(Object position labeling entries)
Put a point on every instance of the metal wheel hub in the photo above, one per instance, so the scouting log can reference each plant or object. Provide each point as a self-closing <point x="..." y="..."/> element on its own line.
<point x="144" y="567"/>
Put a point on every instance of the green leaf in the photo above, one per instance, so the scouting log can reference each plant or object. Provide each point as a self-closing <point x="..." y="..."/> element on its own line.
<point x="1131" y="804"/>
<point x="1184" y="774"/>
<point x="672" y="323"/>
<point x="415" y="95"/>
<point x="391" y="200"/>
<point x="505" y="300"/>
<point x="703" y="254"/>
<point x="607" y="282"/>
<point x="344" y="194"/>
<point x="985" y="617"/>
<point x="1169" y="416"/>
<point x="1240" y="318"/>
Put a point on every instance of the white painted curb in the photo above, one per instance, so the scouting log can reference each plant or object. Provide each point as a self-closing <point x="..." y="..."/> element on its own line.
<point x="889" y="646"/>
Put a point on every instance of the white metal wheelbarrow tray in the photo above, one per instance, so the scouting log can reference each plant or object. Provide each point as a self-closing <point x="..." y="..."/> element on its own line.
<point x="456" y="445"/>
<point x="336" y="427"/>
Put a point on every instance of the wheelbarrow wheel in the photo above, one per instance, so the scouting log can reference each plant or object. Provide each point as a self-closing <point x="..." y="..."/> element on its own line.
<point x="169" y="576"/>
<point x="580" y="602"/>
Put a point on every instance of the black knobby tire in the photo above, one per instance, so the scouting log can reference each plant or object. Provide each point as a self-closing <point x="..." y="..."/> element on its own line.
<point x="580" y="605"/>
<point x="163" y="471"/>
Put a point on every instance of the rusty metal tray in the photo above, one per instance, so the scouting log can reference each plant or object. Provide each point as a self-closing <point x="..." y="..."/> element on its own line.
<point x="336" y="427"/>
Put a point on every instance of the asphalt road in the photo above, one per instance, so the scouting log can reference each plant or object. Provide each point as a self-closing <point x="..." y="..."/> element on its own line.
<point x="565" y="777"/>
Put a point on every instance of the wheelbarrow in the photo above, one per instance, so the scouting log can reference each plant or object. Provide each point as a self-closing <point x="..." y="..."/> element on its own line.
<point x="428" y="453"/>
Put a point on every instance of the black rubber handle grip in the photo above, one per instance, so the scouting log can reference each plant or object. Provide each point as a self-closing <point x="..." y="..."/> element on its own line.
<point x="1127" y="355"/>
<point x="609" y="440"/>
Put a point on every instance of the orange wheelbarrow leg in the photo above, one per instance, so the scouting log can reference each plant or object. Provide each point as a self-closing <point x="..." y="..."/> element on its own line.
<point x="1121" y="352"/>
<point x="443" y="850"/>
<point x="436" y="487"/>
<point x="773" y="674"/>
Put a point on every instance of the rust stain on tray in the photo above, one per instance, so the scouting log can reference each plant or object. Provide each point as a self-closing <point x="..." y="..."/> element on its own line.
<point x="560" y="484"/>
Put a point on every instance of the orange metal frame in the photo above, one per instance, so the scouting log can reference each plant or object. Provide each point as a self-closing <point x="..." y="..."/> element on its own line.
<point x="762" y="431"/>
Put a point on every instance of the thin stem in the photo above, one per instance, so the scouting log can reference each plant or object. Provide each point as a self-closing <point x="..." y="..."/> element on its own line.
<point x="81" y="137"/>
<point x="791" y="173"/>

Problem requirements
Give every line of the records above as a numbered list, leaving out blank lines.

Worked solution
1. Put a point on every instance of the metal wheel hub in the photo above, one per instance, so the scouting log can reference each plant or object. Provide each point as a self-closing <point x="..." y="..."/> element on its own line.
2. <point x="144" y="567"/>
3. Put a point on every instance of the green leaf in the photo above, one per instance, so the scouting log can reference each plant or object. Provide each point as a self-closing <point x="..." y="..."/> element on its own line.
4. <point x="1131" y="804"/>
5. <point x="1184" y="774"/>
6. <point x="672" y="323"/>
7. <point x="415" y="95"/>
8. <point x="391" y="200"/>
9. <point x="505" y="300"/>
10. <point x="703" y="254"/>
11. <point x="607" y="282"/>
12. <point x="344" y="194"/>
13. <point x="985" y="617"/>
14. <point x="1169" y="416"/>
15. <point x="1240" y="318"/>
16. Put a point on every instance of the white painted curb in the photo above, one per instance, so the scouting log can reference each plant or object. Provide each point as a self-closing <point x="..." y="..."/> element on its own line.
17. <point x="889" y="646"/>
18. Put a point on every instance of the white metal wheelbarrow tray in the photo above, one per instance, so the scouting log can reference each plant or object. Provide each point as a self-closing <point x="..." y="..."/> element on its own line.
19. <point x="456" y="445"/>
20. <point x="336" y="427"/>
21. Put a point on every instance of the wheelbarrow wheel in the photo above, one per instance, so the scouting log can reference each plant or object. Provide each point as a self-closing <point x="..." y="..."/> element on its own line.
22. <point x="169" y="576"/>
23. <point x="580" y="602"/>
24. Put a point on every instance of the black knobby tire in the photo above, one per instance, so the scouting log can reference each plant or object. Provide each point as a self-closing <point x="..." y="..."/> element on its own line.
25. <point x="580" y="605"/>
26. <point x="163" y="471"/>
27. Put a point on every instance of the rusty metal tray in the photo above, one per instance, so the scouting log can reference each plant or object. Provide each point as a self-closing <point x="..." y="..."/> element on its own line.
28. <point x="336" y="427"/>
29. Put a point on every instance of the asphalt road in the photo above, one per instance, so the scouting log can reference each plant or object. Provide each point as a self-closing <point x="..." y="..."/> element on its own line.
30. <point x="565" y="777"/>
31. Put a point on every instance of the wheelbarrow in the photo above, one per instance, so the scouting log can reference each plant or object. Provide each point as a self-closing <point x="..." y="..."/> element on its own line.
32. <point x="428" y="453"/>
33. Put a point on every instance of the black rubber handle grip in the photo above, one per instance, so the scouting log can reference each plant or object. Provide each point as a self-closing <point x="..." y="..."/> element on its own line.
34. <point x="1127" y="355"/>
35. <point x="609" y="440"/>
36. Put a point on every instance of the orange wheelbarrow leg in the photo above, one per instance, so the scouting log can reference each plant or object. Provide each point as a self-closing <point x="..." y="..."/> element on its own line.
37. <point x="1121" y="352"/>
38. <point x="443" y="850"/>
39. <point x="436" y="487"/>
40. <point x="773" y="674"/>
41. Put a point on every instance of the rust stain on tray in the photo above, one per instance, so the scouting log can reference each plant or object. Provide each point as a self-closing <point x="..." y="..."/> element on its own line.
42. <point x="560" y="484"/>
43. Put a point on every instance of the orange metal frame in the photo above, one per instance, so the scouting log can reference each plant or object. Provide each point as a self-closing <point x="..." y="..."/> element on its own line.
44. <point x="762" y="431"/>
45. Put a point on every instance of the thin stem in the photo above, one per instance, so the scouting log can reference each plant or object. Provide each point as a self-closing <point x="..." y="..."/> element on its own line.
46. <point x="81" y="137"/>
47. <point x="791" y="173"/>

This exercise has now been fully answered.